> THE TASK
Display every line of the records that contains the string "hose", matching case exactly.

(Rows from a dataset)
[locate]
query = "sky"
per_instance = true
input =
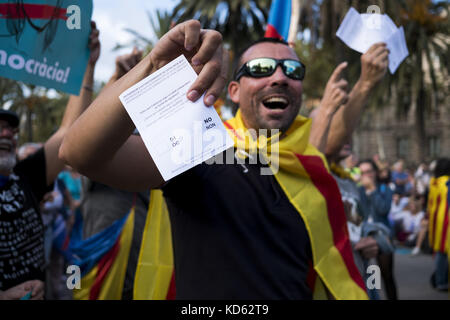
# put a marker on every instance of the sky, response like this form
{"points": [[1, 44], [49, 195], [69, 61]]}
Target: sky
{"points": [[112, 17]]}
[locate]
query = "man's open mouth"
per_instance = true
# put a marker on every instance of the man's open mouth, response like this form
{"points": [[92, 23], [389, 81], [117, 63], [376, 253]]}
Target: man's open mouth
{"points": [[276, 103]]}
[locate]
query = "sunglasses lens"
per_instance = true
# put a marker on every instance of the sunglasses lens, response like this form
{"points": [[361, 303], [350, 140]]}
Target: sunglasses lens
{"points": [[261, 67], [294, 69]]}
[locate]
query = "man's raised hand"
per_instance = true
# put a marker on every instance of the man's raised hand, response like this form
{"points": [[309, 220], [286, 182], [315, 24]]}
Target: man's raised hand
{"points": [[203, 49], [374, 64], [335, 93]]}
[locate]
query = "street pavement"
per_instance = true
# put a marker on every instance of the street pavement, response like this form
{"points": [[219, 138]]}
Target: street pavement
{"points": [[412, 274]]}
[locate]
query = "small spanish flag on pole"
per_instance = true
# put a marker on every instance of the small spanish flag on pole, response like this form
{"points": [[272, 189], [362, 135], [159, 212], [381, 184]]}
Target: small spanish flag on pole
{"points": [[283, 20]]}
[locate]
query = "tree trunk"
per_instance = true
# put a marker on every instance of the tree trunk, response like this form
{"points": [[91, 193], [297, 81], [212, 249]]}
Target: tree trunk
{"points": [[421, 141]]}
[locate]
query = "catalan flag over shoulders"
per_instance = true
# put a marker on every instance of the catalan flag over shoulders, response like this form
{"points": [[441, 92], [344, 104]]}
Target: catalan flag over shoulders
{"points": [[102, 258], [437, 211], [304, 177], [279, 19]]}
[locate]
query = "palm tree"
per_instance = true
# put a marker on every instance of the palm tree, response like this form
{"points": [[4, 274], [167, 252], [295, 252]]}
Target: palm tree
{"points": [[422, 76], [239, 21], [160, 26]]}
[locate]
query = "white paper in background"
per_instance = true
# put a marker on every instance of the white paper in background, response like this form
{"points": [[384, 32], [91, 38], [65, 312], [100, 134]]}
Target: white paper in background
{"points": [[178, 133], [361, 31], [397, 46]]}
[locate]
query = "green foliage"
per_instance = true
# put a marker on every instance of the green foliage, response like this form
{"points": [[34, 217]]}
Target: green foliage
{"points": [[239, 21], [160, 26]]}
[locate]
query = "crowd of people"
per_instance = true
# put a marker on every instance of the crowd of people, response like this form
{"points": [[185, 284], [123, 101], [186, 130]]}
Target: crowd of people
{"points": [[308, 231]]}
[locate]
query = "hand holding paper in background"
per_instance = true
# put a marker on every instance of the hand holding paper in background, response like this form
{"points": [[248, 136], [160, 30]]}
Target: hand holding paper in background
{"points": [[360, 31]]}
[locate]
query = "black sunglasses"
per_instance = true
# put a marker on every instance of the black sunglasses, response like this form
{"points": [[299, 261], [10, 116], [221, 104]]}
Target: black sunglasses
{"points": [[265, 67]]}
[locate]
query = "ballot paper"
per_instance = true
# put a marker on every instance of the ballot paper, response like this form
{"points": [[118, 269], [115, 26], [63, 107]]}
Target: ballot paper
{"points": [[361, 31], [178, 133]]}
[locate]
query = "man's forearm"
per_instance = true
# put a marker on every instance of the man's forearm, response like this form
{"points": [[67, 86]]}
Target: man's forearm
{"points": [[320, 129], [107, 122], [347, 117], [77, 104]]}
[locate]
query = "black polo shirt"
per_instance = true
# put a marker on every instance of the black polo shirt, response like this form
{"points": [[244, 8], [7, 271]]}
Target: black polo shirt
{"points": [[236, 235]]}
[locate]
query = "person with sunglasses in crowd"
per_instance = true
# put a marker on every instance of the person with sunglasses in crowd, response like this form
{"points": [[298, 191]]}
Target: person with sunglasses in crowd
{"points": [[237, 233]]}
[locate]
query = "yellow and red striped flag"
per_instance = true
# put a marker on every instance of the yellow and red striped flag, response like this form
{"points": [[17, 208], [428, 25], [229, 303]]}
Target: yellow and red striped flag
{"points": [[437, 212], [305, 178]]}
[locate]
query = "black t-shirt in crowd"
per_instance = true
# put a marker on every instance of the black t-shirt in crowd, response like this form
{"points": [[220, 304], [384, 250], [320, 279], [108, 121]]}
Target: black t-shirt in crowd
{"points": [[21, 228], [236, 235]]}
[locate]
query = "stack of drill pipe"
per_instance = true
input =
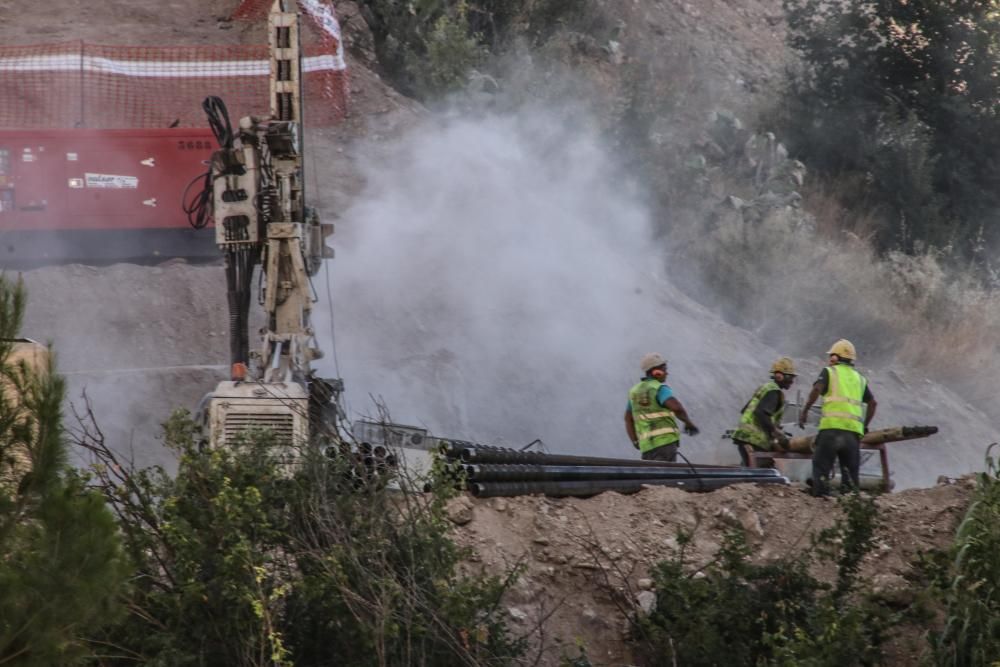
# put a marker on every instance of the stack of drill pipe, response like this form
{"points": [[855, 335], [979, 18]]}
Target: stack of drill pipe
{"points": [[495, 471], [804, 443]]}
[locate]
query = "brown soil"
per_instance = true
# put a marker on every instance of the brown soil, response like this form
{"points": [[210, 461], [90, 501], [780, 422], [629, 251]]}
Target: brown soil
{"points": [[584, 559]]}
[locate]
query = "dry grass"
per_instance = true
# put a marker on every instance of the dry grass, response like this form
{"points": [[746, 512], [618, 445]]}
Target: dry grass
{"points": [[800, 275]]}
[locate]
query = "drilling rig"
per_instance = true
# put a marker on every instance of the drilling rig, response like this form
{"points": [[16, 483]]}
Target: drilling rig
{"points": [[255, 192]]}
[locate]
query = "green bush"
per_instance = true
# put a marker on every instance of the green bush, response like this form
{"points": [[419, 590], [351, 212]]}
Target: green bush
{"points": [[61, 564], [971, 635], [905, 95], [244, 558], [736, 612]]}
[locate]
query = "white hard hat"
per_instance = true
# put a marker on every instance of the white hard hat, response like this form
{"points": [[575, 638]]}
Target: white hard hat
{"points": [[651, 361]]}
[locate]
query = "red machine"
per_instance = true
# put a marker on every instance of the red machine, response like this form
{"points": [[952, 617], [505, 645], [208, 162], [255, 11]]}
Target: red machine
{"points": [[101, 195]]}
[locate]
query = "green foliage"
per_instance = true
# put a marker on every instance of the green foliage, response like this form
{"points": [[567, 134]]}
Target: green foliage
{"points": [[449, 51], [246, 558], [737, 612], [62, 564], [427, 47], [971, 635], [904, 94]]}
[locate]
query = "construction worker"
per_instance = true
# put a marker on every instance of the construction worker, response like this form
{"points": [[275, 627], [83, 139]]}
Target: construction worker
{"points": [[760, 421], [844, 419], [652, 413]]}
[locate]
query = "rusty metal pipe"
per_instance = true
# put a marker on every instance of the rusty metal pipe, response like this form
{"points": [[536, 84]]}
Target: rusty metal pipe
{"points": [[804, 443]]}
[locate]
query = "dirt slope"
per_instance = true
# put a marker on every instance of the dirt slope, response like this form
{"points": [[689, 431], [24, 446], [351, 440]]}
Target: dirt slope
{"points": [[584, 559]]}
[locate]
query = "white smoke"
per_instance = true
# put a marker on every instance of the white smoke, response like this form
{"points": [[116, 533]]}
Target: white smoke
{"points": [[498, 281]]}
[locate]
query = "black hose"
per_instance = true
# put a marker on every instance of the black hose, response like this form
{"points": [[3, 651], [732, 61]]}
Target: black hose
{"points": [[472, 453], [532, 473], [592, 488], [218, 121]]}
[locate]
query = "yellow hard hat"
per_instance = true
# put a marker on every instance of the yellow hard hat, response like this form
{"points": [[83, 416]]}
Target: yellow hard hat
{"points": [[652, 360], [844, 349], [784, 365]]}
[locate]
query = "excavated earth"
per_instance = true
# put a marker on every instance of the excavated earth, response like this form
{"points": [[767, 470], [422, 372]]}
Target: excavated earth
{"points": [[585, 560], [143, 340]]}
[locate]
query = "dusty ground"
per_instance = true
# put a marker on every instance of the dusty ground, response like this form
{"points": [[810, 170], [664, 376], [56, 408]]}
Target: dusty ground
{"points": [[143, 340], [584, 559]]}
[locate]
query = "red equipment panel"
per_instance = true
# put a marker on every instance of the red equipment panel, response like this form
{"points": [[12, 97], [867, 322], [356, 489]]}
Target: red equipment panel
{"points": [[100, 195]]}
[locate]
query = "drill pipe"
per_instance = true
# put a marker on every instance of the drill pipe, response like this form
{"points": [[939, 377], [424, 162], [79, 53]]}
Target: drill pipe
{"points": [[804, 443], [593, 487], [479, 454], [533, 473]]}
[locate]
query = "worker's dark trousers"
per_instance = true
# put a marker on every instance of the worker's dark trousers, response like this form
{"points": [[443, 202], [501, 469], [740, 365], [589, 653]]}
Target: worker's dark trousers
{"points": [[835, 445], [742, 448], [666, 453]]}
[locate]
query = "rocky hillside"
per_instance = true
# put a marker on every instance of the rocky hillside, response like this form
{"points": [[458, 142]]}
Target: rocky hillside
{"points": [[586, 562]]}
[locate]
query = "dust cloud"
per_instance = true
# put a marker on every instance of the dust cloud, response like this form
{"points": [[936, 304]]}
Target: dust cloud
{"points": [[498, 281]]}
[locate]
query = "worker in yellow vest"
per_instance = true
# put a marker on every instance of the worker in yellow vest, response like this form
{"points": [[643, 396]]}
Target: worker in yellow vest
{"points": [[848, 408], [760, 421], [652, 413]]}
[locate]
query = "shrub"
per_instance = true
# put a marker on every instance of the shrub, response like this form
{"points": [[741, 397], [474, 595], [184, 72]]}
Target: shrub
{"points": [[245, 559], [61, 566], [972, 589], [737, 612]]}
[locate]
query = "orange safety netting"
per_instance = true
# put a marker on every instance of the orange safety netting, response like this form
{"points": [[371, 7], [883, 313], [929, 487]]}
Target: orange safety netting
{"points": [[76, 84]]}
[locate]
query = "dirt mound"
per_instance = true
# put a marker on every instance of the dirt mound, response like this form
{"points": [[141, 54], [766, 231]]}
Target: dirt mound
{"points": [[586, 561]]}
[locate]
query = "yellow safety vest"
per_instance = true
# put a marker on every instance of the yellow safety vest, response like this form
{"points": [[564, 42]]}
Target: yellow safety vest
{"points": [[749, 431], [655, 425], [842, 403]]}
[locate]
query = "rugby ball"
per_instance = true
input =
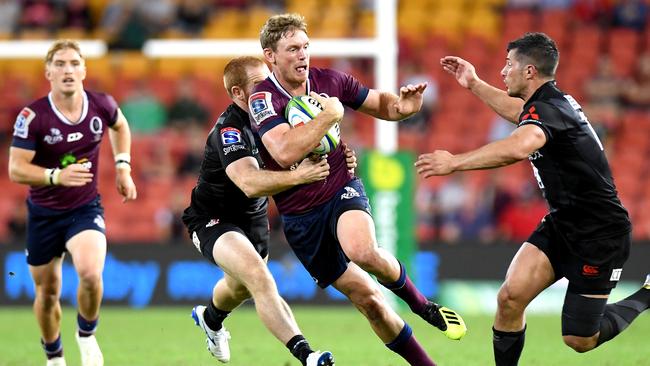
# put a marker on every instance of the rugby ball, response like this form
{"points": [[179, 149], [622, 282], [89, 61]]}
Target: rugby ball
{"points": [[301, 110]]}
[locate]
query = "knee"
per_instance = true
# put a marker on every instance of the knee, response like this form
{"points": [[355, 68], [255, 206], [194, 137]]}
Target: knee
{"points": [[371, 303], [508, 299], [580, 344]]}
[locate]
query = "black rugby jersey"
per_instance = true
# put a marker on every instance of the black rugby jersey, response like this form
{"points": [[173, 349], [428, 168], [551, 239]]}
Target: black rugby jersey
{"points": [[215, 195], [572, 169]]}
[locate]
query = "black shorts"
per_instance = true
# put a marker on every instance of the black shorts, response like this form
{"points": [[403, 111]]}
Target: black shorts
{"points": [[591, 266], [49, 230], [312, 235], [205, 234]]}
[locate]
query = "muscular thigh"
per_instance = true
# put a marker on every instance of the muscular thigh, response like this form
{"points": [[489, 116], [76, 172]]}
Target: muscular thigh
{"points": [[530, 272]]}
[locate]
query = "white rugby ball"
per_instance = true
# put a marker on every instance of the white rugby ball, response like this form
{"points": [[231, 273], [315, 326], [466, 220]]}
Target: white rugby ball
{"points": [[301, 110]]}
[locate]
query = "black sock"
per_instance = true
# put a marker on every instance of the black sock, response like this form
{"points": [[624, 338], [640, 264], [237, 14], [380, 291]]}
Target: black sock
{"points": [[214, 317], [54, 349], [508, 346], [299, 348], [620, 314]]}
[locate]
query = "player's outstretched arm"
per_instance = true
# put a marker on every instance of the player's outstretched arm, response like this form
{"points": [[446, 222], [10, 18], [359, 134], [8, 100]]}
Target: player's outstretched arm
{"points": [[21, 170], [391, 107], [256, 182], [497, 99], [524, 141], [120, 136]]}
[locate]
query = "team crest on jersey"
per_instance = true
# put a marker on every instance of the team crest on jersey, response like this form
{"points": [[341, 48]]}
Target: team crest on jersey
{"points": [[230, 135], [54, 137], [21, 127], [261, 106]]}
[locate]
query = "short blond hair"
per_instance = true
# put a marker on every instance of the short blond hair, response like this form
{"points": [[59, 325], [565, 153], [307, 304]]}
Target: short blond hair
{"points": [[59, 45], [235, 73], [279, 26]]}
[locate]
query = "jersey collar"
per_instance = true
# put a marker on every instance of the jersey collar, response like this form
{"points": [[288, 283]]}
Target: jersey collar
{"points": [[64, 119]]}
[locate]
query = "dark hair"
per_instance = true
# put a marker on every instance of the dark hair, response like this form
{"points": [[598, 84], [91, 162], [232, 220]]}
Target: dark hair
{"points": [[539, 50], [279, 26]]}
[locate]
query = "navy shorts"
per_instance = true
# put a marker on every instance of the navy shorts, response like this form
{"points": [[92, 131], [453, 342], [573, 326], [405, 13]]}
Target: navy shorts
{"points": [[49, 230], [312, 235], [257, 230], [591, 266]]}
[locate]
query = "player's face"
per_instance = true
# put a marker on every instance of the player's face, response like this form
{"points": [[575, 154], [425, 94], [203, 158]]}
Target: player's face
{"points": [[66, 72], [513, 75], [256, 75], [291, 57]]}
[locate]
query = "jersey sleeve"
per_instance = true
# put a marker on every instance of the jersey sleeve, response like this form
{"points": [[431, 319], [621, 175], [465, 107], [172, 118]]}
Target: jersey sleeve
{"points": [[543, 116], [25, 131], [352, 92], [231, 144]]}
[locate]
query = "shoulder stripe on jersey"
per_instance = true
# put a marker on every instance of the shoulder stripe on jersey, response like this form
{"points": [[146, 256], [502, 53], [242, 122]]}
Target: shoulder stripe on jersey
{"points": [[283, 90]]}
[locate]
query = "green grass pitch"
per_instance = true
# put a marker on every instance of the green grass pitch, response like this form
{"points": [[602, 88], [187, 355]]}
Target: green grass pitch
{"points": [[167, 336]]}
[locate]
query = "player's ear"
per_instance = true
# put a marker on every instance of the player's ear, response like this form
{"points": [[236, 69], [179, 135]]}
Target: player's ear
{"points": [[269, 55]]}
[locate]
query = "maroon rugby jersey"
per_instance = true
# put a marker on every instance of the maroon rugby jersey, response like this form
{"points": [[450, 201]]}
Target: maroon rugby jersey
{"points": [[59, 142], [267, 105]]}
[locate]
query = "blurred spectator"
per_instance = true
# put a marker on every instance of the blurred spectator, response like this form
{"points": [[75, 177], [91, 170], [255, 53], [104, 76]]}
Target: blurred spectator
{"points": [[76, 14], [192, 16], [592, 11], [636, 91], [143, 109], [412, 73], [9, 15], [185, 110], [40, 15], [631, 14], [190, 162]]}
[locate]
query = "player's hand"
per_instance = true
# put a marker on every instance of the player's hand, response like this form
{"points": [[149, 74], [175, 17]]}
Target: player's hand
{"points": [[350, 158], [75, 175], [439, 162], [410, 99], [312, 169], [332, 106], [125, 186], [463, 71]]}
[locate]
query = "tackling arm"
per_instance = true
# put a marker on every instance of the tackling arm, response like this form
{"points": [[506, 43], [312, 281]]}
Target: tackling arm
{"points": [[524, 141], [256, 182]]}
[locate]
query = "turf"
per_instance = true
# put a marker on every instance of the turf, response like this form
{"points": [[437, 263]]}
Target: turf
{"points": [[167, 336]]}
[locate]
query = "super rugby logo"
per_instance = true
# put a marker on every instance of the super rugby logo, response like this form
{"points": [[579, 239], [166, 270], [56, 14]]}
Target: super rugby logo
{"points": [[230, 135], [261, 106], [21, 127]]}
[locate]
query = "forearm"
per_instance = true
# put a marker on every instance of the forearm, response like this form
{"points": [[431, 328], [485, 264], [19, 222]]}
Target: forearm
{"points": [[262, 183], [498, 100], [493, 155], [33, 175]]}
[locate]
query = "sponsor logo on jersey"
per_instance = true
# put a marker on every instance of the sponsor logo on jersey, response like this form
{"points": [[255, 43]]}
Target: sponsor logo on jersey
{"points": [[21, 127], [616, 274], [261, 106], [99, 221], [54, 137], [590, 271], [230, 135], [75, 136], [196, 241], [349, 193], [233, 148]]}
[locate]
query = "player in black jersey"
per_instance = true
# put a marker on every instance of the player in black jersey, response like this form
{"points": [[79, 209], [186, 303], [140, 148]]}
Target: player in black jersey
{"points": [[586, 235], [227, 220]]}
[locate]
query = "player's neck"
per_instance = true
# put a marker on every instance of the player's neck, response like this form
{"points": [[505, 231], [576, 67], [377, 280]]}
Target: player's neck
{"points": [[68, 104]]}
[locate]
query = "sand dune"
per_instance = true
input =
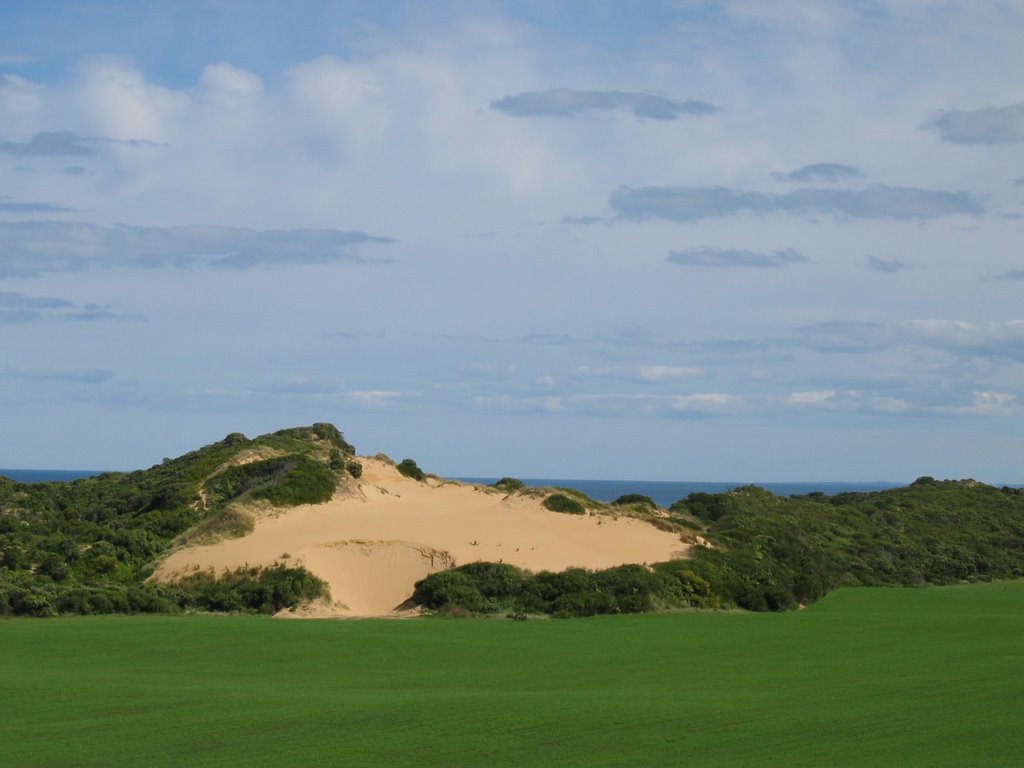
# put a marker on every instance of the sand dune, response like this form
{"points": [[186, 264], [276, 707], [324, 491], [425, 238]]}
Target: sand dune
{"points": [[377, 538]]}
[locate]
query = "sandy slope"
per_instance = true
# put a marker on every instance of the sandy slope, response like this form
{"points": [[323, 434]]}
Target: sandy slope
{"points": [[373, 543]]}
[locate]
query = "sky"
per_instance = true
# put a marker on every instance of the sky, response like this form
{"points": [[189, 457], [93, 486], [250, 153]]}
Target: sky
{"points": [[741, 241]]}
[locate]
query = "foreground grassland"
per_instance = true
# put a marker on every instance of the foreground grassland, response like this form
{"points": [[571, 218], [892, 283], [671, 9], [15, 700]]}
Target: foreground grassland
{"points": [[866, 677]]}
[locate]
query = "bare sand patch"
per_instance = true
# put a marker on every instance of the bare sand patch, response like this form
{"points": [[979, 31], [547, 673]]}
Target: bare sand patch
{"points": [[374, 541]]}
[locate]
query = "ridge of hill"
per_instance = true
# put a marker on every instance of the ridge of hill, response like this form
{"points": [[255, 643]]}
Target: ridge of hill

> SOLVED EXERCISE
query = "black hose"
# put a marker on every instance of the black hose, response like this form
Target: black hose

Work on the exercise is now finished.